ACTION ITEM
Once the pictures have been set aside, copy every remaining entry exactly.

RECORDS FOR THE TASK
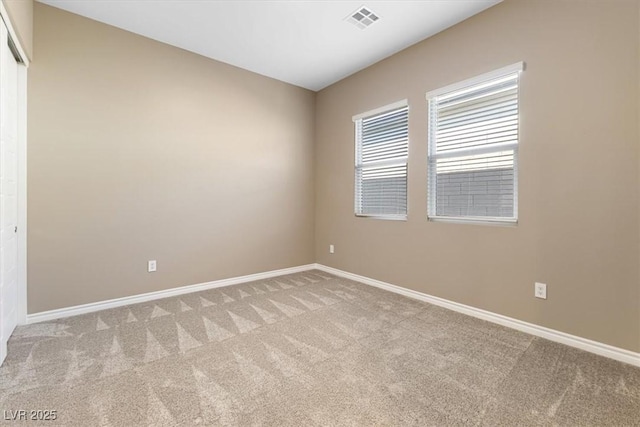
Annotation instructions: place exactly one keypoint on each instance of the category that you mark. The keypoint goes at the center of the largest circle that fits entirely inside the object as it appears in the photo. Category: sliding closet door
(8, 191)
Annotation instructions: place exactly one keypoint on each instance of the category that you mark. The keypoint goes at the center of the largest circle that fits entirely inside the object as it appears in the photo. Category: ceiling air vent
(362, 18)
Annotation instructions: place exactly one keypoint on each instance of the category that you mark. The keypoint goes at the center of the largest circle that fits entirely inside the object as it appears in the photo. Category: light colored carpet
(305, 349)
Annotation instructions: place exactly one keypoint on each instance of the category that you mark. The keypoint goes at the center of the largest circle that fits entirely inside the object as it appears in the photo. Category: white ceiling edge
(305, 43)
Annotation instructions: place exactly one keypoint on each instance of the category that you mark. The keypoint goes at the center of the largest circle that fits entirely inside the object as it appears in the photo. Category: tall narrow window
(473, 148)
(382, 149)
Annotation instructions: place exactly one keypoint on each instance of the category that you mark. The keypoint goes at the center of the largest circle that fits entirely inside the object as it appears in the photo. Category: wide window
(473, 148)
(382, 149)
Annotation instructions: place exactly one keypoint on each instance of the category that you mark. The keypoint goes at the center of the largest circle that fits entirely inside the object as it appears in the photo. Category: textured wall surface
(140, 151)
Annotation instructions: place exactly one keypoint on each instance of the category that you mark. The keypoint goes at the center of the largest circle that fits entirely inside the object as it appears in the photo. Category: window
(473, 148)
(382, 149)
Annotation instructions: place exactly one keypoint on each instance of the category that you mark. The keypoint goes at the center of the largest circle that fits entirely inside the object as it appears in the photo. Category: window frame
(357, 122)
(431, 142)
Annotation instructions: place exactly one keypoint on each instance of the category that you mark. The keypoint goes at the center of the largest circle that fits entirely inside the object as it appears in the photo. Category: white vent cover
(362, 18)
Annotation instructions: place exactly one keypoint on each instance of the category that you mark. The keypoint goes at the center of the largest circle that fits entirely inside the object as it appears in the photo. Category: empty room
(320, 213)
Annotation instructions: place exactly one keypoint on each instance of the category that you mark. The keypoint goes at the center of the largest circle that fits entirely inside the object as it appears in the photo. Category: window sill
(385, 217)
(503, 222)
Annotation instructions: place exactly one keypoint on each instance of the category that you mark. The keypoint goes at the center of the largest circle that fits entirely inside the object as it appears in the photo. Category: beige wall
(138, 151)
(21, 15)
(578, 179)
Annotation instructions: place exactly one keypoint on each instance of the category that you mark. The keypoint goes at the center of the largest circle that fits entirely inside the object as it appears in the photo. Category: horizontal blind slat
(381, 164)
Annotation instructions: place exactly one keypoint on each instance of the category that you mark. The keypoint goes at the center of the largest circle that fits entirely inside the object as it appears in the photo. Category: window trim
(380, 110)
(518, 67)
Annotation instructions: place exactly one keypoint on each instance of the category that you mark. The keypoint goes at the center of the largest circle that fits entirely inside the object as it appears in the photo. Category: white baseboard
(601, 349)
(135, 299)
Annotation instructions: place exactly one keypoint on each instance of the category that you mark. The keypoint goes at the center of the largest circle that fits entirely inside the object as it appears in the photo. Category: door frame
(22, 167)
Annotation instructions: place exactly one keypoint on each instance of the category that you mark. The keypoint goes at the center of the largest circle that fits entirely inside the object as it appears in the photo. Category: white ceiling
(305, 43)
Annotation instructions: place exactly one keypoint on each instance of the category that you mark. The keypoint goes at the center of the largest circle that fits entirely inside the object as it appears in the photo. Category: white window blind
(382, 149)
(473, 148)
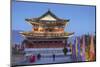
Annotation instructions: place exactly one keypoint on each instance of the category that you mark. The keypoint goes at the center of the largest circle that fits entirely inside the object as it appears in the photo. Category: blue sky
(82, 18)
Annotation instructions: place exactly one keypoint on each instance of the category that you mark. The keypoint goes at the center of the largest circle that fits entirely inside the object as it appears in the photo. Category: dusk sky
(82, 18)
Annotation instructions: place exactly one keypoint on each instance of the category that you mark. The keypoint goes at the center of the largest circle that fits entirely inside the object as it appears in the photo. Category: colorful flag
(83, 49)
(92, 51)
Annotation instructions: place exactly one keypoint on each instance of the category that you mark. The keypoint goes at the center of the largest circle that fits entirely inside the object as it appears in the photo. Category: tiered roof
(49, 22)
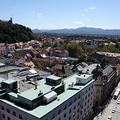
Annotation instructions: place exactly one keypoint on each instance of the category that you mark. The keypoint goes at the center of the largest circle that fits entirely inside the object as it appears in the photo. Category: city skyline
(59, 14)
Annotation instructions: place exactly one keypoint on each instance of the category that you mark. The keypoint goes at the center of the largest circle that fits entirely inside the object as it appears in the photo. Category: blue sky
(56, 14)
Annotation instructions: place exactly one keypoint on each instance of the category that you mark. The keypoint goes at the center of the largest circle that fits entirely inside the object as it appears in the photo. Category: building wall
(78, 107)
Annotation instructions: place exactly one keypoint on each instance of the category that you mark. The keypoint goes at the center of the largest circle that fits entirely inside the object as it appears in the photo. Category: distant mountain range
(82, 30)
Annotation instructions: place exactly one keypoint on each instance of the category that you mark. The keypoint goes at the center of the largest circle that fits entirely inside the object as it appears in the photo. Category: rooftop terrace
(32, 93)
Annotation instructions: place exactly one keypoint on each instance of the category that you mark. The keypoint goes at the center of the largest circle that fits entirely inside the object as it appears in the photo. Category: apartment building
(51, 98)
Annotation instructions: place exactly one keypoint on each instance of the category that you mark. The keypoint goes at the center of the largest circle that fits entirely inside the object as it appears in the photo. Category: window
(14, 113)
(78, 96)
(9, 118)
(8, 110)
(59, 111)
(64, 115)
(59, 118)
(20, 116)
(2, 107)
(75, 100)
(65, 107)
(3, 115)
(74, 107)
(53, 116)
(70, 103)
(70, 111)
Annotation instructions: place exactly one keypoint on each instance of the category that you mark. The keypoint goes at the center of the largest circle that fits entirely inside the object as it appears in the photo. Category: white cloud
(38, 15)
(90, 9)
(83, 15)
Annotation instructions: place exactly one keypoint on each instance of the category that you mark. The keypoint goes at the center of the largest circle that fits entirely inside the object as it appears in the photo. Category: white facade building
(70, 99)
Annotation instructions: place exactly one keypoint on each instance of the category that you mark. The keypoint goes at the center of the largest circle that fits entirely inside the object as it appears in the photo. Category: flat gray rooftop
(42, 110)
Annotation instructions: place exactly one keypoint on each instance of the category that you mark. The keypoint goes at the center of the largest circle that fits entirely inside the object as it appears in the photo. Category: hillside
(14, 32)
(82, 30)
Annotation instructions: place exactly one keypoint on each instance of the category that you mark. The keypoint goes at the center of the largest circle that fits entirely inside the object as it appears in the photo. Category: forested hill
(14, 32)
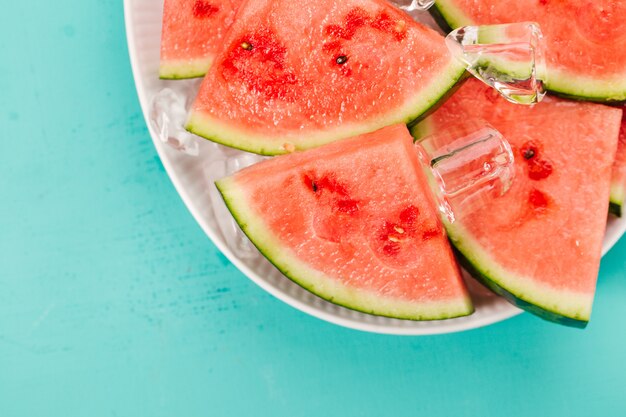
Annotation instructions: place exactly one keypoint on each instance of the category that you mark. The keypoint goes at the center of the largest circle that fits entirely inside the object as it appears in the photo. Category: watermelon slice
(585, 39)
(193, 30)
(618, 182)
(380, 248)
(292, 77)
(540, 244)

COMPLETED TASK
Annotation instructions: place exactly one keypoint on each instance of the category that you mark. The keypoint goes at the center of the largest circle that fits entirely inside the object as it appears in the photo. Category: sliding closet door
(8, 191)
Annotation instructions: place exactly one keypoint on each instance of the category that you mark. The keypoint goes at the center of the largest circle that fits entirely inside the object as it appears in the photo. Category: ceiling air vent
(362, 18)
Annotation instructions: place exactly one keypoint on each instance of the category that you mark. The keypoint goes at the center of the largest circle that fits entirely inside the object as it appears in the photo. Category: light colored carpet
(305, 349)
Annotation instructions: place exactly one keypoint on each instance of the category that you mark. The keypoint goes at the center of the largest circle that fits entirely inside the object as it appears in the photo. Category: white ceiling edge
(305, 43)
Annotation instructions: place exactly one keypoint on each instance of the category that you mark. The keypoint goes at the center of the largest circle that fits entirely inside the object as it appears in the photo. Category: tall narrow window
(473, 148)
(382, 149)
Annotation instructions: place exactly one keypoint on each instance of the category that you mark. The keypoint goes at the center of the largest circle that fits entirely inside the object as it appears in the photo. Category: wide window
(473, 148)
(382, 149)
Annotation instructions: place exactly one keypoint on each instance of the category that you mark. The keypoint goes at the center of the largest circle that fits entirely inside the object as it appears in the photo. Category: textured wall surface
(140, 151)
Annotation instructions: place exactly one keypoint on each instance of the category that you mark. The keypoint goes at the center of the largest circle that fits entirely inside the object as it appears in the photo. Category: window
(473, 148)
(382, 149)
Annotation instructions: place exactly one keypoint on each instance of the category that you mark. The keypoint goes at the center of the largest circle that fits entirely inside the object as it appears in the photo. Category: window frame
(357, 122)
(431, 142)
Annotation instructions: place exactly one keypoint on each instance of the category that you mark. The keypoint goes at the center of the largest circle that fits entirely inside the object as it appears in the photo. Category: white vent cover
(362, 18)
Annotation instructions: place exactly one keypoint on each instance of the category that you mark. The keypoint goes at the center of the largest circle that fits entirely inside the object as it appears in the photo. Category: empty room
(320, 213)
Annotation instructions: place exactly one keypoint on each instance of the category that you mark. The keypoint goes at the center of the largest circle that fits entirely inside the object as it appears in the photo. Category: window sill
(385, 217)
(503, 222)
Annotation instructions: place exactly one keypoint on each instance of the category that you mark. The keypoint goes at the center of the largest circle that fits entirely inside the object as it appears in the photo. Category: beige wall
(138, 151)
(21, 15)
(578, 179)
Annotation instructions: place exactly one keypoint on each instance of the category that you mark. The keypoint goes at the center of the largest circle that fits entirely inside the object as it appears in the photo. Category: horizontal blind slat
(381, 164)
Annotation instructions: place exactly one keypoint on each instance of the category that you mark. The keypoint goes at the center of the largest circle that fits entirely inside the object as it appears in the photo. Category: window trim
(380, 110)
(518, 67)
Annotation instructions: place exactly one keypoint on each instance of the category that you mark. The keypoint goes at the center of the largest circle that fits entirely inside the object as it appears in the photo. Category: white baseboard
(601, 349)
(135, 299)
Annotation instructions: place exactly one keypoint on each instance of the category that you mark. The keypoint goes at the center of the largest circle that fits entirely inside the object as it appears in the photo. Category: door frame
(22, 167)
Annotation instructions: place exactly one keypoint on each instance of the category that you mark. The keypoint goes at the center of the largest circle that fits entirely inside the object as it appears in the photo. Category: white ceiling
(305, 43)
Annotation instructions: place exactly one keypoint on each instance of the category that you mark. The keypoint goes at the center of the largest circle that fits entirely inside the object as it appears in the photo. Category: white window blind
(382, 149)
(473, 148)
Annotation instructions: place exactly one keypoint on each instance of the category that you mark. The keypoint goes at the center of the largest circle that fits entirely inside the object as it appears in the photo. Category: blue sky
(82, 18)
Annotation instructions: place exactly one keypoint on each instance of the category that you mark. The keypoint goes at the center of the largest circle that fits entirely inside the object as it appears in the photo. Category: dusk sky
(82, 18)
Annotation instructions: place exactly one keypoint on each instance of the category that you mark. The keypoint goes at the center of the largest circle that fits entirely inside the object as it appears in the photo. Category: colorful flag
(83, 49)
(92, 51)
Annotation instructions: place exactly one keypoint on each instance of the category that you mark. The keypoint goes at the center of the largest circle that fits entirely inside the object as it appears in the photo. Category: tiered roof
(49, 22)
Annotation instructions: place exactly one keypoint on each instance of the category that you mark. The keypoint goes at the center of the largest circle that fits entirely inside the object as it appears in the photo. Category: city skyline
(59, 14)
Annotation instructions: place exactly one keypoint on each instance of the category that you mark. The keypoint goes at the center of the largest circle that fits entirely inside the object as it appears in the photo. Category: blue sky
(56, 14)
Annotation instructions: place exactly one keypoint on each instance of the category that you mark. The keypoint goes at the center of the largest circle that fits entirely inside the object as it appears in the photo. Category: building wall
(78, 107)
Annotation instructions: place exactly one keypoint on each instance of the category that you mark. The keypoint goes at the center of the largest circle that fits entirely inside the object as it appears in the photo. Category: distant mountain range
(82, 30)
Annotation instructions: place exactly one keypoint on each instance of the category that you mark. The keypoint goes at the center of the largest circle that fits entirely inside the object as it appears in the photo. Category: rooftop terrace
(32, 93)
Annotation instructions: place exactly one keypoint on each instance of the category that you mark. The keypoint goes at the center of the largest circle that fits entirely inside the object as it appears in the photo. Category: apartment building
(51, 98)
Annotation instructions: place exactly one keypoint on each instance of the category that you mark. The keypoint goes at the center of the largest circle that fits entirely inside the object as it appears in the photo. Category: window
(14, 113)
(78, 96)
(9, 118)
(8, 110)
(59, 111)
(64, 115)
(59, 118)
(20, 116)
(2, 107)
(75, 100)
(65, 107)
(3, 115)
(74, 107)
(53, 116)
(70, 103)
(70, 111)
Annotation instructions: place exactly one keypoint on each instance of the category that you mark. The keypoint goes at the center of the largest circle that fits entirely inside the object as it appears in the photo. Category: white cloud
(38, 15)
(90, 9)
(83, 15)
Annotation instructions: place exactly one keypoint on each instance of the category that you mark. The keypoint goes at the center of the largest circle that fits entirely inside the object as it appears in the photo. Category: white facade building
(70, 99)
Annotation instructions: place exactly one keypoint on each instance of the category that you mark. The keypoint goes at the center of the largest circle that fits entirely inside the object as it appears in the photo. Category: flat gray rooftop
(42, 110)
Annotation instructions: place exactly one keypoint on each instance of the category that you mark. The keypoint goes at the center of the largest circle that fits entirely inside the object as it appears in the photo. Category: hillside
(14, 32)
(82, 30)
Annotation instructions: place exactly one keypoint on each instance of the category that you mark. The keypoint goes at the center of the largest circle that fits entirely inside the object as it appears in the photo. Category: forested hill
(14, 32)
Annotation instructions: place exactly one keypoint on each instance of the category that you mark. The keypoint goes at the center of the largest circle that fits entirely inside the object as it appears in the photo. Category: watermelon slice
(585, 39)
(193, 30)
(618, 182)
(380, 248)
(292, 77)
(540, 244)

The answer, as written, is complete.